Supplied records ::
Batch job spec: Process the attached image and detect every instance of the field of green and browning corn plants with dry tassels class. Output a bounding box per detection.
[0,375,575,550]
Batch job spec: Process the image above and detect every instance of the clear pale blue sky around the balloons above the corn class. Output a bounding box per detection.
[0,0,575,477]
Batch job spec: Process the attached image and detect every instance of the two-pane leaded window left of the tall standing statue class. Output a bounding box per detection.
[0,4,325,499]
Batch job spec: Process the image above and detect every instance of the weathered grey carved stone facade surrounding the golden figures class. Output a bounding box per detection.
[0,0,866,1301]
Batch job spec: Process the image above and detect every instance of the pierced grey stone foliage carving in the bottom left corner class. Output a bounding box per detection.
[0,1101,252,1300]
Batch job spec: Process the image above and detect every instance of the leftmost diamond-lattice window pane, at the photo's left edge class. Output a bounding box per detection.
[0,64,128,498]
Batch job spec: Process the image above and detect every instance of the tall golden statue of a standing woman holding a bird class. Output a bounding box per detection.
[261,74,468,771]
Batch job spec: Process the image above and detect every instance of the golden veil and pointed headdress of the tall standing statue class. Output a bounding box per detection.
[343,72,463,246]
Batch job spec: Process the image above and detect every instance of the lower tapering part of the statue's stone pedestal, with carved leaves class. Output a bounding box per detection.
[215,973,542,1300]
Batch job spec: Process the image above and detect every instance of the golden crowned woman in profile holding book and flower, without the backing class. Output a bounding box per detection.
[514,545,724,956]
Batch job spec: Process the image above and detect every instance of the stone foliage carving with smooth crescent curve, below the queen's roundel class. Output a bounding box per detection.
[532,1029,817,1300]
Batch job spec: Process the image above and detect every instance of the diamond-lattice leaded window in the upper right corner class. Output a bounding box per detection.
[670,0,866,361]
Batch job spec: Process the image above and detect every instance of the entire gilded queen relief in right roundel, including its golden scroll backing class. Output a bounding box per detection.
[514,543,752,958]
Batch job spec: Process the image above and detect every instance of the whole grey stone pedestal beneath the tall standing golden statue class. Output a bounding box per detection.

Task to complete ::
Once more, print all the records exactly.

Expected answer ::
Batch job spec: Process the attached image and detect every instance of the field of green and browning corn plants with dry tassels class. Output a bounding box per detection.
[0,375,575,550]
Batch job spec: Process the image above and detect every instance of the clear pale blue sky around the balloons above the corn class. Output a bounding box per detection.
[0,0,575,477]
Batch job spec: Process the attached image and detect every instance of the two-pane leaded window left of the tall standing statue class. Output a bounding box per detection.
[0,4,325,499]
Batch job spec: Process the image above and detect every instance of the weathered grey carved stone facade surrounding the golden figures class. Output a bounding box per detection.
[0,0,866,1301]
Batch job spec: Process the image above and detect every instance of the pierced grey stone foliage carving in the bottom left corner class. Output a bounding box per detection.
[0,1101,252,1300]
Batch job spec: Process the image above and detect every instance of the leftmost diamond-lattice window pane, at the photo's left edge class. Output a bounding box per detection.
[0,64,128,498]
Batch job spec: Process the image above and detect every instance of the tall golden statue of a standing woman holding a bird class. Output a bounding box per detection.
[261,74,468,771]
Batch job spec: Process the image above and detect every instance of the golden veil and pointed headdress of the tall standing statue class. Output a bounding box per detection.
[343,72,463,246]
Batch job spec: Process the image above and detect every instance of the lower tapering part of the statue's stone pedestal, with carved leaves class. Output a bounding box per detection.
[215,973,542,1300]
Batch job spec: Process the image above and detect every instance of the golden crowned woman in profile holding book and flower, without the backing class. Output a bounding box per detection.
[514,545,724,956]
Batch job spec: Process the image above and detect every instance of the stone foliage carving with smooth crescent curve, below the queen's roundel class. Output a bounding box per detection.
[532,1029,817,1300]
Batch job spec: Process the image above and detect every instance of the diamond-lattice leaded window in the upper right corner class. Output a bounding box per detection.
[670,0,866,361]
Batch job spec: Process the image above and detect every instance of the entire gilded queen relief in right roundel, including its golden scroll backing class. Output a bounding box per detection.
[514,543,752,958]
Batch job spec: Process the image above and detect every instance of the whole grey stone pedestal beneath the tall standing golden statue class. Output a bounding box per detection.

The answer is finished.